++++ EXTRACTED ENTRIES ++++
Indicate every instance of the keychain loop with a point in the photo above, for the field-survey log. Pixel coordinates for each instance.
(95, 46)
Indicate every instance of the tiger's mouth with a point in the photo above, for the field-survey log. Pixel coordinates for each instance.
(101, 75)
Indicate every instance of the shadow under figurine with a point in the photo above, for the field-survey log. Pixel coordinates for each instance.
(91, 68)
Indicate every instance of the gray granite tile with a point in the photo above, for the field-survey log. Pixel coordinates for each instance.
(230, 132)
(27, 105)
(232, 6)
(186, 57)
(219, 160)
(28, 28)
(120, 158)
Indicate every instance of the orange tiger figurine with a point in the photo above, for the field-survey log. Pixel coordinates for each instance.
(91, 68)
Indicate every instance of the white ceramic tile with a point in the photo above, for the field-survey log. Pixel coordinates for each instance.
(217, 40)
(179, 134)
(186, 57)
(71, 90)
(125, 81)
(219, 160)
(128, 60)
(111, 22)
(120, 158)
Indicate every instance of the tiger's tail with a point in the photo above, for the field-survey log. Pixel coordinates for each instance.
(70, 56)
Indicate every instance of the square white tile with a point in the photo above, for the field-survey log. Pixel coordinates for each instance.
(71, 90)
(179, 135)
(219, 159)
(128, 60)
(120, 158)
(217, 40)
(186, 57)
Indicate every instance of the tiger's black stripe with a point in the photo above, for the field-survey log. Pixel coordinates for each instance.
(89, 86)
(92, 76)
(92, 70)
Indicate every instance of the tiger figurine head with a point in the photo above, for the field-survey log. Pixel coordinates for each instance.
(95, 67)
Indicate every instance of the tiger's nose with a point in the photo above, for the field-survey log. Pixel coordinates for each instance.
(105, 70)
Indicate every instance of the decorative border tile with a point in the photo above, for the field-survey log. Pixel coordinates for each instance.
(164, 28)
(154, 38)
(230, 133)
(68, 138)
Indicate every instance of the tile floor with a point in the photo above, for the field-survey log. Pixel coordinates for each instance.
++++
### TO DO:
Rewrite all the entries above as a JSON list of strings, one string per line, leaving out any blank lines.

### WRITTEN ANSWER:
[
  "Indicate every instance of the keychain loop with a point in the photo above, for the field-survey log. Pixel coordinates for each instance.",
  "(95, 46)",
  "Indicate every instance of the tiger's mouth with a point in the photo above, for the field-survey log. Pixel coordinates for each instance.",
  "(101, 75)",
  "Indicate every instance of the shadow under figurine with a point in the photo above, for the field-survey log. Pixel coordinates for each instance.",
  "(91, 68)",
  "Indicate every instance of the gray granite tile with a point in the photo above, for the field-survey log. Pixel coordinates for each instance.",
  "(230, 132)",
  "(27, 105)",
  "(232, 6)",
  "(186, 57)",
  "(219, 160)",
  "(28, 28)",
  "(120, 158)",
  "Indicate every instance of the orange tiger figurine with a point in the photo above, for the field-survey log. Pixel coordinates for each instance.",
  "(91, 68)",
  "Indicate every instance of the white ceramic tile with a point in the photo above, for the field-survey log. Pixel coordinates for each instance.",
  "(217, 40)",
  "(179, 134)",
  "(186, 57)",
  "(71, 90)",
  "(125, 81)",
  "(219, 160)",
  "(128, 60)",
  "(111, 22)",
  "(120, 158)",
  "Indicate every instance of the tiger's tail with a point in the photo above, for the field-survey log. Pixel coordinates for each instance.",
  "(70, 56)",
  "Indicate every instance of the square white tile with a point in the photo above, for the field-survey log. Pixel coordinates for each instance.",
  "(71, 90)",
  "(179, 135)",
  "(219, 159)",
  "(128, 60)",
  "(120, 158)",
  "(217, 40)",
  "(186, 57)",
  "Indicate every instance of the tiger's black stripe with a point in the photo above, for the field-survey log. Pixel coordinates for each instance.",
  "(89, 86)",
  "(92, 76)",
  "(92, 70)",
  "Indicate every instance of the tiger figurine head with a point in the photo above, for the field-survey log. Pixel coordinates for each instance.",
  "(95, 67)",
  "Indicate every instance of the tiger's nose with a point in the photo above, for the field-survey log. Pixel coordinates for each instance.",
  "(105, 70)",
  "Indicate every instance of the decorative border tile with a point in the photo above, for the field-survey log. Pixel coordinates for each instance.",
  "(164, 28)",
  "(154, 38)",
  "(230, 133)",
  "(68, 138)",
  "Indicate every instance of the tile floor with a point in the photo above, for the field-survey log. Pixel coordinates for each instance."
]